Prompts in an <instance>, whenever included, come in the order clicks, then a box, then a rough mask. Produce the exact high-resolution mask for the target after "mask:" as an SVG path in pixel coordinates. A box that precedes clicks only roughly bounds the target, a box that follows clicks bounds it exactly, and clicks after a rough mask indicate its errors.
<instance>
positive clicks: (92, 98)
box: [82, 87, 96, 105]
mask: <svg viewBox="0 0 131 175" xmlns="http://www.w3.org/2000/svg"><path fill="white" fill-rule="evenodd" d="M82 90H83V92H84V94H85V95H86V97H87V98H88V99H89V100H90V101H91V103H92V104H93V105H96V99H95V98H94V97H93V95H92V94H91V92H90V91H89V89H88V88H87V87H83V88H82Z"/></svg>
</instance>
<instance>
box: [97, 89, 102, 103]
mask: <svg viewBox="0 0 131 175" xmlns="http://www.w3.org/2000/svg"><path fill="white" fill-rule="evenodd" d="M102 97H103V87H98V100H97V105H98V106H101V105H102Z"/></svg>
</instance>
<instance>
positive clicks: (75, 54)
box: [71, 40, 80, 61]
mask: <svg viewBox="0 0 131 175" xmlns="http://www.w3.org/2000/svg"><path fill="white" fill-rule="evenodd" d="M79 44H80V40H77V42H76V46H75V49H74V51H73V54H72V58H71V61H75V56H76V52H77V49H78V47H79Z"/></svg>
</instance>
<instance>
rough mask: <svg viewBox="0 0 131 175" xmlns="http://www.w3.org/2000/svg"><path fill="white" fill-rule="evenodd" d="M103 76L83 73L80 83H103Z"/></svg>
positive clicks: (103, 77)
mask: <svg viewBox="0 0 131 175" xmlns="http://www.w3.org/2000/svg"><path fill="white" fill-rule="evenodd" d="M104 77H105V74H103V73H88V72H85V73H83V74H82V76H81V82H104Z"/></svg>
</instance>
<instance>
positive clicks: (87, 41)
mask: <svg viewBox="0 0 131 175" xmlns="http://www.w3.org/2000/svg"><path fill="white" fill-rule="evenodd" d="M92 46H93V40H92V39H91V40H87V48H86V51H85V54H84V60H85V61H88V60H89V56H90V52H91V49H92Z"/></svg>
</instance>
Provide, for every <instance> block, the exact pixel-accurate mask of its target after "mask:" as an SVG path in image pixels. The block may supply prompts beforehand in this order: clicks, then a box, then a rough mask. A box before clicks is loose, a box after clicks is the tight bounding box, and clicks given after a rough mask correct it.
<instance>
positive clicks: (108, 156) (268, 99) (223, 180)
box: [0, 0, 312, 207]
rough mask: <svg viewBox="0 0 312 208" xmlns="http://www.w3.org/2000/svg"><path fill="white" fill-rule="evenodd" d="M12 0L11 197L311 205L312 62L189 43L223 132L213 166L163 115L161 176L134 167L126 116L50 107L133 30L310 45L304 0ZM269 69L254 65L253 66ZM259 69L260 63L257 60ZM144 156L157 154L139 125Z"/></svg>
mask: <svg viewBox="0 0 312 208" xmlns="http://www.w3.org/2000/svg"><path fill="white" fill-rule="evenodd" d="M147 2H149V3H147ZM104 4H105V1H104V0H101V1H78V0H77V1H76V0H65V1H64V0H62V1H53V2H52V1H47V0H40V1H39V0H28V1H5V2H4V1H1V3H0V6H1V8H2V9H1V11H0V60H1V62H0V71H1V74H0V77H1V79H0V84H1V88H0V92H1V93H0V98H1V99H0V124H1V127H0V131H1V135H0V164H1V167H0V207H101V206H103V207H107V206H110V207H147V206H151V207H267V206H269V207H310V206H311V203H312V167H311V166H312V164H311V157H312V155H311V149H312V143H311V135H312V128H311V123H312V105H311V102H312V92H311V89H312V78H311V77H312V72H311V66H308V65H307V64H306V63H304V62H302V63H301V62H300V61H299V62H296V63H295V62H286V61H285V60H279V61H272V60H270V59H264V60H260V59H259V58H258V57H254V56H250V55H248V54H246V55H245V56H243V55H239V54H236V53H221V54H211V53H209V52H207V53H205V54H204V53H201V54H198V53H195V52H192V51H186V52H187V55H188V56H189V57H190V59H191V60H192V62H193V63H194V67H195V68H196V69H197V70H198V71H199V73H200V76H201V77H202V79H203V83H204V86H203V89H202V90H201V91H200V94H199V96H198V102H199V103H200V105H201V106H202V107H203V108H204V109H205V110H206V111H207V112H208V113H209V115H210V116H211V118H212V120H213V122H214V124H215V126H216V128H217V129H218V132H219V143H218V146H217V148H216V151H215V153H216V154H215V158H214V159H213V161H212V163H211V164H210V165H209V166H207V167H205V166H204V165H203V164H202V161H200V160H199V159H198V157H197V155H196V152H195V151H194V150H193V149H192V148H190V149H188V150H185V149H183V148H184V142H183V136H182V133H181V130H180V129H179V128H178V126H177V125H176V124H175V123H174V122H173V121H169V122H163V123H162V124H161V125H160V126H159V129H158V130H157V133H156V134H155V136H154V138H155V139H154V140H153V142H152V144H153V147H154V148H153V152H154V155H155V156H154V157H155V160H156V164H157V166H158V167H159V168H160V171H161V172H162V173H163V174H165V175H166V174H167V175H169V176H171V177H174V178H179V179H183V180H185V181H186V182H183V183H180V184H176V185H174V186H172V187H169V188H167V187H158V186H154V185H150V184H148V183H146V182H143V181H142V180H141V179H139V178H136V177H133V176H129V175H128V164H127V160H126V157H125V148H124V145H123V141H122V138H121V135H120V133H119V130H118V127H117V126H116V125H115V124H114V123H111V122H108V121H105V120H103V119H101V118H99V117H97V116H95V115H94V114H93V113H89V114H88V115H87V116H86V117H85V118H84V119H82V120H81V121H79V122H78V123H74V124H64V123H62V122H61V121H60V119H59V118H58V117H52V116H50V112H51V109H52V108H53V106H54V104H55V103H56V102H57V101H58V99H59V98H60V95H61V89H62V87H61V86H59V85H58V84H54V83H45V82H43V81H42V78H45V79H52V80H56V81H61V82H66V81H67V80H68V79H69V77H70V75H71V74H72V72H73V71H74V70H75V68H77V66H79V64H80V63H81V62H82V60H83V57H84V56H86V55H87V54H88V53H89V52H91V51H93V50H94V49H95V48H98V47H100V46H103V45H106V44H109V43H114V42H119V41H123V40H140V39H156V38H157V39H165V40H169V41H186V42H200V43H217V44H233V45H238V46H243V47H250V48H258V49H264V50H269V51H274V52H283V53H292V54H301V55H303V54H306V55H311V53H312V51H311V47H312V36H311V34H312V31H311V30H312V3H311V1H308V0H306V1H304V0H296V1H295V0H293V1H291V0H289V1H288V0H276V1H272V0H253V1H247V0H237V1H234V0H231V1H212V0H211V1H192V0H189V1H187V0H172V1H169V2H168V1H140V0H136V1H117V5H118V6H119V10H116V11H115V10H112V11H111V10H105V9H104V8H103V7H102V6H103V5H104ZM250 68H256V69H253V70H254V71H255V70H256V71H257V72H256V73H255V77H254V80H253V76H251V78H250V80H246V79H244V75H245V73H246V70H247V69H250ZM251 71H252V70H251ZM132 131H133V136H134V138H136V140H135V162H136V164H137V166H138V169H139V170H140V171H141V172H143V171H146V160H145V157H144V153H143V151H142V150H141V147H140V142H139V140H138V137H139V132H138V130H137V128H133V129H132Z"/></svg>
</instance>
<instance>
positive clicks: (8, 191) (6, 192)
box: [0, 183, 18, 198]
● ● ●
* [THE TASK]: Report every line of the records that contains the string "target", copying each such line in full. Count a line only when the letters match in case.

* [TASK SOLUTION]:
Prompts in an <instance>, whenever included, come in the order clicks, then a box, then a rough mask. Produce the exact high-resolution mask for the target after "mask:" as an SVG path in pixel coordinates. A box that precedes clicks only roughly bounds the target, a box that follows clicks bounds it exactly, and clicks after a rough mask indicate its errors.
Provide, for every <instance> block, the exact pixel-accurate mask of its target after "mask:" as an SVG path in image pixels. The block may supply prompts beforehand in this order: clicks, then a box, then a rough mask. A box before clicks is loose, a box after clicks is the tight bounding box, and clicks given after a rough mask correct it.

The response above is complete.